══ Records for the task ══
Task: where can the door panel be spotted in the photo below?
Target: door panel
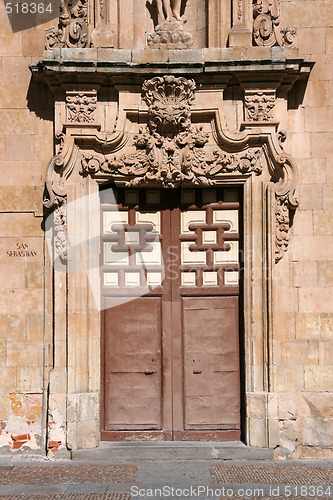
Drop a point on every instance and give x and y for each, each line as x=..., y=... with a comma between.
x=170, y=267
x=211, y=363
x=133, y=367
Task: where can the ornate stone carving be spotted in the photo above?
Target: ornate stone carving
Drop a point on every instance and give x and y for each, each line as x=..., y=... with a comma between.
═══
=== Aim of the task ===
Rewrite all of the data above line by line, shifting each answer coordinate by adding 9 to both x and y. Omit the pictures.

=== Solution ===
Task: where can the door panel be spotted in the photo below?
Target: door panel
Drop a point on every instance and give x and y for each, each line as x=..., y=... with a comma between.
x=179, y=276
x=220, y=372
x=142, y=376
Task: where can the ornate stone carving be spotted in the photo above?
Target: ornate stone carving
Drop a point on every instance and give x and y for each, each line as x=..., y=... with a comma between.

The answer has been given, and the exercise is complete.